- _What the task asks_:
All lines in the records below that hold "shirt" are to be shown.

- _Data shown_:
....

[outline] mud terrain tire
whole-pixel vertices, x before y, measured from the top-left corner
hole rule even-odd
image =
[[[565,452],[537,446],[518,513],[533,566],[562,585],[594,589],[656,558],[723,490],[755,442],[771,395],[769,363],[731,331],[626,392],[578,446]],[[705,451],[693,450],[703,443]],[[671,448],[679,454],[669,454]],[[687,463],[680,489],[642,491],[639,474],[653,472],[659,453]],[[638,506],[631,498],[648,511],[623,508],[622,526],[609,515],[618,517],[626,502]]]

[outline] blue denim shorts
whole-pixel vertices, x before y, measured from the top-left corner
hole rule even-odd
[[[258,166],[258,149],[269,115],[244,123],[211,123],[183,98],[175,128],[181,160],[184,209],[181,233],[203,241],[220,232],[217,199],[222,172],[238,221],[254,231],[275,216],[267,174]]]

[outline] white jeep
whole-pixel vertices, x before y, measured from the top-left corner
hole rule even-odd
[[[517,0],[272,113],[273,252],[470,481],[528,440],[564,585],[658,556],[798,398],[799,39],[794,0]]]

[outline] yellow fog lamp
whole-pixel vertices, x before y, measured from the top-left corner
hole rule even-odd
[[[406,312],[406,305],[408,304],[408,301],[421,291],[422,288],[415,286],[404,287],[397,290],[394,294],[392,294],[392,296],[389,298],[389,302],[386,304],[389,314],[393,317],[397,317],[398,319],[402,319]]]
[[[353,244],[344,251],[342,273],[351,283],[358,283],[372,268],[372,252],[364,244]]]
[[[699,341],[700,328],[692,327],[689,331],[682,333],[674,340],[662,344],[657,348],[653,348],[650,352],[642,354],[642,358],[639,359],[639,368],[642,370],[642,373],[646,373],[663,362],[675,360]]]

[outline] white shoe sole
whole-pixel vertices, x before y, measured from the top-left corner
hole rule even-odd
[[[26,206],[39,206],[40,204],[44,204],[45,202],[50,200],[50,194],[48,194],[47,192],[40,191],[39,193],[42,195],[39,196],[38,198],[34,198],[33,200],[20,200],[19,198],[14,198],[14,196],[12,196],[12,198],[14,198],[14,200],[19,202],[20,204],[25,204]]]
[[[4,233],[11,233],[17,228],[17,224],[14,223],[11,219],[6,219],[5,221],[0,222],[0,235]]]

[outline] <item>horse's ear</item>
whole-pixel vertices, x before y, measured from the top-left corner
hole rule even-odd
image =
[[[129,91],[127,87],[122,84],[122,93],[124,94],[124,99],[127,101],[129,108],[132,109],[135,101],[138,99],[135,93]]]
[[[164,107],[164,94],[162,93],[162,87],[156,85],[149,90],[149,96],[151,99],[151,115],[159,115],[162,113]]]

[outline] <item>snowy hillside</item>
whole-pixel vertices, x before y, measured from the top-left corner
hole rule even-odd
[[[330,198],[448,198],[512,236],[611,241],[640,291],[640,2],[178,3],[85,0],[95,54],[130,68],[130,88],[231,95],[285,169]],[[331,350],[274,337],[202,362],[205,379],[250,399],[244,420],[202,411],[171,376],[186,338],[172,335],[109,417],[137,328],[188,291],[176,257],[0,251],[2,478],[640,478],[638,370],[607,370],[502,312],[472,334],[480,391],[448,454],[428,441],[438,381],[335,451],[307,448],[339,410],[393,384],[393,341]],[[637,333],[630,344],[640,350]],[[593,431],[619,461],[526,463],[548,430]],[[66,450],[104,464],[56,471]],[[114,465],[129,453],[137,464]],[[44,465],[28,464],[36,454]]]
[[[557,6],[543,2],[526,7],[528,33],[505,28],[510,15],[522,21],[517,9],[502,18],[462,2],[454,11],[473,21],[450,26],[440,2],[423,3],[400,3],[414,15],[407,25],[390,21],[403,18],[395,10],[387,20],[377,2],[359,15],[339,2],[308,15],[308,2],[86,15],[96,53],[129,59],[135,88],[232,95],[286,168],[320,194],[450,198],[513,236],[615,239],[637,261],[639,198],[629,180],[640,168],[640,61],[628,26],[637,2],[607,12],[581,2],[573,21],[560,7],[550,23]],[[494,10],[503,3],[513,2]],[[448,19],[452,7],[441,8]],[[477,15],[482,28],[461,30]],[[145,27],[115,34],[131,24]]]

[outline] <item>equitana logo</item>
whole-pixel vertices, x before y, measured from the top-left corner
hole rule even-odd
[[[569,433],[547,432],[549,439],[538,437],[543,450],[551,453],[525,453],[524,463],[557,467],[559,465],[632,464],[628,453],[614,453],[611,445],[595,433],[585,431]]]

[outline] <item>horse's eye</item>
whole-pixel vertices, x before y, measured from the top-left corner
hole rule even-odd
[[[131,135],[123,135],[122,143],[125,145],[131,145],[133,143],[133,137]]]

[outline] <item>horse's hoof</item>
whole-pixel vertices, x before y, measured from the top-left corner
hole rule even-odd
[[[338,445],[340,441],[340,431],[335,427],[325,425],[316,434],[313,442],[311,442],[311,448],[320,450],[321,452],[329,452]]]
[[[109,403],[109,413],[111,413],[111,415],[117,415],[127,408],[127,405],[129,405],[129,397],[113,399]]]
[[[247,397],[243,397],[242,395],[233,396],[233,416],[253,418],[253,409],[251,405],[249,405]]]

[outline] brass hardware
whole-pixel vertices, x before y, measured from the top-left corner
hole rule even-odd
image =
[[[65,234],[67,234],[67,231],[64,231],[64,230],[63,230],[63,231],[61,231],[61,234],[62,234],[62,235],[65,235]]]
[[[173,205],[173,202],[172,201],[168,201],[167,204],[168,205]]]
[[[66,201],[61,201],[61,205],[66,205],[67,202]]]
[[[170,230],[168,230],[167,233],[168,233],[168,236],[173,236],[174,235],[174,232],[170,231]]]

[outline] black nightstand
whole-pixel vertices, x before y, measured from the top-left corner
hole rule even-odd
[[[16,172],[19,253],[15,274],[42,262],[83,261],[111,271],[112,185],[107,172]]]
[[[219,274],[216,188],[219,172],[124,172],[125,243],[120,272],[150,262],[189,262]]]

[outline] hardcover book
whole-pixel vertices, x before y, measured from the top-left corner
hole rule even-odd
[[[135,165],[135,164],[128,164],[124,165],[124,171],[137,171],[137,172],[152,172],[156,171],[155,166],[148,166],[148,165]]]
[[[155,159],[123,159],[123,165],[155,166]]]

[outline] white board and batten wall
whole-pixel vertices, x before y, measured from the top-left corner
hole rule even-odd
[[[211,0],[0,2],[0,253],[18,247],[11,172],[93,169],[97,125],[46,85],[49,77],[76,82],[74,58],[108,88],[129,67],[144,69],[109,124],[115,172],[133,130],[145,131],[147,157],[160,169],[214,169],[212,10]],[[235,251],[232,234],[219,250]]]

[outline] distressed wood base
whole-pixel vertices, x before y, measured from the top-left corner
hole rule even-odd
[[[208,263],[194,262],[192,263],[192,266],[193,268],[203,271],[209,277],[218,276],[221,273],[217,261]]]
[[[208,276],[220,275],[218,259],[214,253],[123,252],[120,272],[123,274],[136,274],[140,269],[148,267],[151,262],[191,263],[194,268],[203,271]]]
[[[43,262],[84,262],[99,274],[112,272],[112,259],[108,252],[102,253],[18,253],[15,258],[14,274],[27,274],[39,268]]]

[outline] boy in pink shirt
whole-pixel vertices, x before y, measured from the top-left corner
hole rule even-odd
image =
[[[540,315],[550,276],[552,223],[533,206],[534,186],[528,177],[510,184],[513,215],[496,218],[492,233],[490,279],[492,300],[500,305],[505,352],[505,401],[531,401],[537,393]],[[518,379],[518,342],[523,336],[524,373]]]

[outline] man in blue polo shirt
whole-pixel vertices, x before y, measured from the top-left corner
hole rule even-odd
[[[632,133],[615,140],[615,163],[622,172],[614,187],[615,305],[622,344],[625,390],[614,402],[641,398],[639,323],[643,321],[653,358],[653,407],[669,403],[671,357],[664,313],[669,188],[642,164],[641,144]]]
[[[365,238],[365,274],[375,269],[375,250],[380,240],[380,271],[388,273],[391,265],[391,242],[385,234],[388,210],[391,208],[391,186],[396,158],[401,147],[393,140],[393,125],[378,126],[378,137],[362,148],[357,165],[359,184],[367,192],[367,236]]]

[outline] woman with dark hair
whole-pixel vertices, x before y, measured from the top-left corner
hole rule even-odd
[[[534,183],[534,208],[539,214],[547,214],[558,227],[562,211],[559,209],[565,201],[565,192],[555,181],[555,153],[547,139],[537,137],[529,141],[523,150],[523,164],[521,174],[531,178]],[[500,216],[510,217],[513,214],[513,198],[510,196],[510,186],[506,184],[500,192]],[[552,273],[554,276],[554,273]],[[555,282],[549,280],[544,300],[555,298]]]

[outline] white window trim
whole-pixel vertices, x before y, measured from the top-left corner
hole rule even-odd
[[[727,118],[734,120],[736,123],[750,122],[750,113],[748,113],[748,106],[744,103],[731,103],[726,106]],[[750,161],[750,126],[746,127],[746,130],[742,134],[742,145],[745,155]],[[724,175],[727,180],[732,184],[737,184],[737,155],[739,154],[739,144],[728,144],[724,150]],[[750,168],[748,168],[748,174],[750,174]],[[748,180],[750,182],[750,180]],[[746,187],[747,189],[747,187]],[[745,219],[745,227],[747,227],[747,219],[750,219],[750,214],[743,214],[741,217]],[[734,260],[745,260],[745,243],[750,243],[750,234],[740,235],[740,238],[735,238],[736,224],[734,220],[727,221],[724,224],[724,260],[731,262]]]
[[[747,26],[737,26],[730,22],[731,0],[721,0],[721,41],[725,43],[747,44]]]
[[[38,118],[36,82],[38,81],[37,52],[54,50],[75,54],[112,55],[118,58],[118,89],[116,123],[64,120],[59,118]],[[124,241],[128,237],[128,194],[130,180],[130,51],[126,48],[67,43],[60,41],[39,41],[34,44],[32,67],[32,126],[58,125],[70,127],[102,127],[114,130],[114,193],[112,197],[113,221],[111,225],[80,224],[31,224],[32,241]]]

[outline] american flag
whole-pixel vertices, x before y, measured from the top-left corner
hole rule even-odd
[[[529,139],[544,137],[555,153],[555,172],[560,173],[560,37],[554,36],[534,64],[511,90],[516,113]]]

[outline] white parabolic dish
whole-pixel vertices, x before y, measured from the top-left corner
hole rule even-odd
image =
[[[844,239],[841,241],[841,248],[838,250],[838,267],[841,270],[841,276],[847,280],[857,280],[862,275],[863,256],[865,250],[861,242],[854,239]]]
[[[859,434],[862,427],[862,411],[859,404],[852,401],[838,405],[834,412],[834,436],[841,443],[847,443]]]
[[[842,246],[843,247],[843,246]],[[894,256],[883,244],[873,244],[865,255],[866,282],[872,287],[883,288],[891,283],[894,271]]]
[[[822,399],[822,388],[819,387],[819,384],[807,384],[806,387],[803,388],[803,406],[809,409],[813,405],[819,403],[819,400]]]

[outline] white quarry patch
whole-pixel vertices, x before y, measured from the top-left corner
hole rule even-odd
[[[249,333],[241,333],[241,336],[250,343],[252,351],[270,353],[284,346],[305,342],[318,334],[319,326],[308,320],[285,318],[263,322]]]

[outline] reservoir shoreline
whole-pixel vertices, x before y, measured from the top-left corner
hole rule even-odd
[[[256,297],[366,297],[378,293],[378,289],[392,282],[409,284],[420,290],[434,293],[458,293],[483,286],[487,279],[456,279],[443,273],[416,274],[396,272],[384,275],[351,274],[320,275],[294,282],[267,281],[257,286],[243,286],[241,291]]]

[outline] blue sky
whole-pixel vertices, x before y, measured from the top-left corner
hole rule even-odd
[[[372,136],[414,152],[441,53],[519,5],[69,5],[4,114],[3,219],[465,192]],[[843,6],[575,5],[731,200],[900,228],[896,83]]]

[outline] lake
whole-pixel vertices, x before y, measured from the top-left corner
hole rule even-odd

....

- _The answer_:
[outline] boy in pink shirt
[outline] man in blue polo shirt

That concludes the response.